# The task
In full and without alteration, reproduce every record.

[Point localization data]
----

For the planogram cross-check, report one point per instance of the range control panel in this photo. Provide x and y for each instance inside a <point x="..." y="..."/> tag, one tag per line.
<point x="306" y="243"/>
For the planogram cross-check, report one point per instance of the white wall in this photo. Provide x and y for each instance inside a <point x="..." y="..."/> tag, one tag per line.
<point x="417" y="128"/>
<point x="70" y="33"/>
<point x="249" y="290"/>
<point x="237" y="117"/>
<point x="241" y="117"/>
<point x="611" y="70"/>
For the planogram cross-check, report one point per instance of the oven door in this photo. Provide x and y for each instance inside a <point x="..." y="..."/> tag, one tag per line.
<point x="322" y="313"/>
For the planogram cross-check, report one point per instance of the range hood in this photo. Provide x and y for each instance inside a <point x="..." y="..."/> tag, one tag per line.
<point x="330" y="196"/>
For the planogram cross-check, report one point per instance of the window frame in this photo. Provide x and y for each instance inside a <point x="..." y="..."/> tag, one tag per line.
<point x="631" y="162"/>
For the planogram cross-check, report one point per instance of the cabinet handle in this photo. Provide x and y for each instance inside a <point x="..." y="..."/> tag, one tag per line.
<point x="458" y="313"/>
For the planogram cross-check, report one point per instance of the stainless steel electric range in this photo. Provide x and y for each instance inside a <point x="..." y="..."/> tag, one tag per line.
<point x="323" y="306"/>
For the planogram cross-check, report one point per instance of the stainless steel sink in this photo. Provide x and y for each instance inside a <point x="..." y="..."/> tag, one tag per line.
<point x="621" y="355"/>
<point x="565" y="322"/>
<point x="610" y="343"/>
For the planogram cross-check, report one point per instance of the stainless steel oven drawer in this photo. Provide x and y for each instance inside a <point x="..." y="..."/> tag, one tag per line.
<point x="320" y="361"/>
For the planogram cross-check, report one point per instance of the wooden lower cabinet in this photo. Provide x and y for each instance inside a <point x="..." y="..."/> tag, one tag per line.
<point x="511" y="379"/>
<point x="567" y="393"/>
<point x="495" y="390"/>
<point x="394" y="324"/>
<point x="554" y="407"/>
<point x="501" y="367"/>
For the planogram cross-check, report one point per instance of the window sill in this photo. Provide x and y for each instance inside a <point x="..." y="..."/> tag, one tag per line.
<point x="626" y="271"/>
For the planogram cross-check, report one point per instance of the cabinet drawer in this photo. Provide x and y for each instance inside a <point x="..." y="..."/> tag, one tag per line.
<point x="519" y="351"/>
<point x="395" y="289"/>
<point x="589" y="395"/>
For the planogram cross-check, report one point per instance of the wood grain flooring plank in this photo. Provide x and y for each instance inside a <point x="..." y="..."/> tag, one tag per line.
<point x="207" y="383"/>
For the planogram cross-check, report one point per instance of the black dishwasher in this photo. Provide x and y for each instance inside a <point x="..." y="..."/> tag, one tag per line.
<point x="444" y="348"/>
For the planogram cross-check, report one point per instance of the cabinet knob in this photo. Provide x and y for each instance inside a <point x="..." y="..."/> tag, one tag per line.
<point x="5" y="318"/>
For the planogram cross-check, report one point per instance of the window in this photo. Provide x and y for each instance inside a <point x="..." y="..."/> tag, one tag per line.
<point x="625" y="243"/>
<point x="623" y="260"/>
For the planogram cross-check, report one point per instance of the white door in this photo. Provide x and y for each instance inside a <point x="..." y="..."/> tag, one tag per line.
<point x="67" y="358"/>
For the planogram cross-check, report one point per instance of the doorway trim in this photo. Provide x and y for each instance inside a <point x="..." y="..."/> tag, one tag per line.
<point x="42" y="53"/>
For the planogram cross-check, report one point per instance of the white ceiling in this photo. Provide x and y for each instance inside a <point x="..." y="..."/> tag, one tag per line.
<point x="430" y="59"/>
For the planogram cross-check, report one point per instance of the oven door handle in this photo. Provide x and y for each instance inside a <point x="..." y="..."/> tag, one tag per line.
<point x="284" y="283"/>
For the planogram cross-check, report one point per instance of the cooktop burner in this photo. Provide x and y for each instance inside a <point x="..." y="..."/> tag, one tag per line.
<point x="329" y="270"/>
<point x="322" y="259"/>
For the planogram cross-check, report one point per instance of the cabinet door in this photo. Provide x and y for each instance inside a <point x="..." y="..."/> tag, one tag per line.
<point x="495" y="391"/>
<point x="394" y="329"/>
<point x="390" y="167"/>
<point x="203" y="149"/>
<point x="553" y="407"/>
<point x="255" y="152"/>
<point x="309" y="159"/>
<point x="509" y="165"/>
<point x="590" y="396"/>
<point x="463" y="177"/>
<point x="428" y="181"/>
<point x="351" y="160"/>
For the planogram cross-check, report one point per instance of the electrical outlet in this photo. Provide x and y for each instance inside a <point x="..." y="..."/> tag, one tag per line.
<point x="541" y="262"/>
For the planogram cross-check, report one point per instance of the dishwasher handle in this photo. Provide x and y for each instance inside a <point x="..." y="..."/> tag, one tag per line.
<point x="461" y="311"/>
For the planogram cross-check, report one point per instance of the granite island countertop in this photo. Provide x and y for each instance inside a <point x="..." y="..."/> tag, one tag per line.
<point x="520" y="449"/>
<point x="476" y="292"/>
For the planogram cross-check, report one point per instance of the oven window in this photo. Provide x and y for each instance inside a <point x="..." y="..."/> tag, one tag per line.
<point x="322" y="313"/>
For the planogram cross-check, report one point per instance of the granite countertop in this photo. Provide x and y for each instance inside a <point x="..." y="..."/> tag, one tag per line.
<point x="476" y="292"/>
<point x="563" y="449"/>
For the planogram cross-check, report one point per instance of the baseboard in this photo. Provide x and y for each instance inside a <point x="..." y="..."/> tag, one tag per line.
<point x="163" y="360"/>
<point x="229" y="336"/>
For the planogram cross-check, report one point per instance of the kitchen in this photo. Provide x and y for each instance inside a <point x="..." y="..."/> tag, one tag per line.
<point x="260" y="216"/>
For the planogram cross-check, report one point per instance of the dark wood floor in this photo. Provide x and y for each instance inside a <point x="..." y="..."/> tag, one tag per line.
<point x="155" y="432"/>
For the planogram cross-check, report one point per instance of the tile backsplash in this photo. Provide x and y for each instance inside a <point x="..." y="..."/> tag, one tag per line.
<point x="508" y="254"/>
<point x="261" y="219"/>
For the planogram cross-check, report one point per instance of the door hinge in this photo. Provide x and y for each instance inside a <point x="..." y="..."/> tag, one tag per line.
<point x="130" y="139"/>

----

# Problem solution
For the planogram cross-check, report one point per instance of the range control panel in this photo. Provide x and y for each instance inside a <point x="..." y="..."/> tag, one tag per line.
<point x="306" y="243"/>
For the planogram cross-check, report one point per instance of the white wall in this photo. Provide x and y for each instance inside a <point x="..." y="..."/> tag, one tag per line.
<point x="417" y="128"/>
<point x="70" y="33"/>
<point x="249" y="290"/>
<point x="237" y="117"/>
<point x="241" y="117"/>
<point x="611" y="70"/>
For the planogram cross-check, report one point per instance of the oven door in this photo. Provide x and y for each instance inside a <point x="..." y="..."/> tag, one tag per line.
<point x="322" y="313"/>
For the planogram cross-check, report one point per instance of the range hood in this photo. Provide x and y for each instance inside a <point x="..." y="..."/> tag, one tag per line.
<point x="330" y="196"/>
For the planogram cross-check, report one point per instance of the window frame in this photo. Provide x and y for each instance inside a <point x="..." y="..."/> tag, one tag per line.
<point x="631" y="162"/>
For the planogram cross-check, report one point per instance of the cabinet handle in this photo. Provide x and y for each instance inside a <point x="..." y="..."/> tag, one tag per line.
<point x="458" y="313"/>
For the planogram cross-check, report one point per instance of the stainless steel electric range in this photo. Provide x and y for each instance inside a <point x="..." y="..."/> tag, one tag per line.
<point x="323" y="306"/>
For the planogram cross-check, report one point per instance of the stainless steel sink in this photo. Provide x and y for each instance inside a <point x="..." y="..."/> tag, one tag per line.
<point x="621" y="355"/>
<point x="565" y="322"/>
<point x="610" y="343"/>
For the planogram cross-check, report one point per instance of the stainless steel oven drawer in this photo. Provide x and y for each instance inside a <point x="..." y="..."/> tag, one tag per line.
<point x="320" y="361"/>
For the planogram cross-check, report one point per instance of the wooden lower cabinet in this photo. Provide x and y for each instance inside a <point x="..." y="..."/> tag, one tag per line.
<point x="511" y="379"/>
<point x="567" y="393"/>
<point x="495" y="390"/>
<point x="394" y="324"/>
<point x="554" y="407"/>
<point x="501" y="367"/>
For the planogram cross-check, report one point per instance of the window sill in this photo. Provide x and y for each instance inside a <point x="..." y="..."/> tag, one tag per line.
<point x="626" y="271"/>
For the planogram cross-check, report one point per instance of the cabinet drawer in this photo. Provide x and y for each instance inside a <point x="..." y="..."/> tag, one tag per line.
<point x="519" y="351"/>
<point x="395" y="289"/>
<point x="589" y="395"/>
For the planogram cross-check, report one point per instance of the wood grain flooring plank in this photo. Provide x and y for each instance inside a <point x="..." y="..."/> tag, one tag per line.
<point x="207" y="383"/>
For the planogram cross-check, report one point per instance of the black dishwasher in this photo. Provide x and y for each instance inside a <point x="..." y="..."/> tag, one tag per line.
<point x="444" y="348"/>
For the planogram cross-check, report one point per instance of the cabinet knob in this photo. Provide x and y for each instance inside a <point x="..." y="..."/> tag, one tag per line.
<point x="5" y="318"/>
For the planogram cross-check, report one point per instance of the window in this photo. Provide x and y for each instance inside a <point x="..." y="..."/> tag, one tag per line.
<point x="625" y="243"/>
<point x="623" y="260"/>
For the planogram cross-check, report one point per instance of the white door in this photo. Provide x and y for each instance inside a <point x="..." y="..."/> tag, one tag per line.
<point x="67" y="358"/>
For the planogram cross-check, report one point per instance of the doorway trim in this photo. Provide x and y for each instance inside a <point x="..." y="..."/> tag, one tag per line.
<point x="42" y="53"/>
For the planogram cross-check, report one point per instance of the white ceiling in this photo. Provide x and y for each instance inside a <point x="..." y="..."/> tag, one tag per line.
<point x="430" y="59"/>
For the planogram cross-check, report one point per instance of the oven door handle in this photo. Provide x and y for each instance inside a <point x="..." y="..."/> tag, one tag per line.
<point x="284" y="283"/>
For the planogram cross-check, report one point per instance of the cooktop burner in this photo. Provide x and y for each instance inside a <point x="..." y="..."/> tag, one tag per line.
<point x="329" y="270"/>
<point x="322" y="259"/>
For the planogram cross-check, report one point per instance of the cabinet door in this photo. Provide x and y for each instance inside a <point x="..." y="..."/> tag, one tag per line.
<point x="495" y="391"/>
<point x="394" y="329"/>
<point x="390" y="167"/>
<point x="203" y="149"/>
<point x="553" y="407"/>
<point x="255" y="152"/>
<point x="309" y="159"/>
<point x="509" y="165"/>
<point x="590" y="396"/>
<point x="463" y="177"/>
<point x="428" y="181"/>
<point x="351" y="160"/>
For the planogram cross-check, report one point per instance of the electrical outlet in this photo. Provide x and y for each instance inside a <point x="..." y="..."/> tag, one tag per line.
<point x="541" y="262"/>
For the planogram cross-check, report one point per instance of the dishwasher handle in this photo. Provide x and y for each instance inside a <point x="..." y="..."/> tag, one tag per line.
<point x="461" y="311"/>
For the planogram cross-check, report one point per instance of the granite island countertop in this photo. Provide x and y for each instance inside a <point x="..." y="..."/> tag, one tag per line.
<point x="520" y="449"/>
<point x="476" y="292"/>
For the planogram cross-check, report one point per instance of the oven window in this photo. Provide x and y for each instance inside a <point x="..." y="..."/> tag, one tag per line.
<point x="322" y="313"/>
For the planogram cross-check, report one point per instance of the granite countertop in this photo. Provide x and y for each instance inside a <point x="..." y="..."/> tag, one tag per line.
<point x="476" y="292"/>
<point x="563" y="449"/>
For the planogram cross-check, report one point per instance of the baseboard in this photo. Provide x and y for each instance inside a <point x="..." y="..."/> tag, one tag per line.
<point x="163" y="360"/>
<point x="229" y="336"/>
For the planogram cross-check, report one point per instance of the kitchen in this photo. Provide x and y for each instance inside a <point x="..." y="..."/> tag, one tag per line.
<point x="260" y="216"/>
For the planogram cross-check, report one point per instance of the dark wood floor in this photo. Provide x and y for each instance inside a <point x="..." y="..."/> tag, one tag per line.
<point x="155" y="432"/>
For the planogram cross-check, report one point per instance of the tile backsplash in this photo. Provide x and y for each instance inside a <point x="..." y="..."/> tag, one tag per line.
<point x="508" y="254"/>
<point x="261" y="219"/>
For the planogram cross-check, report one point per instance of the door hinge in this photo. Provide x and y for each instance inside a <point x="..." y="..."/> tag, one tag per line.
<point x="130" y="139"/>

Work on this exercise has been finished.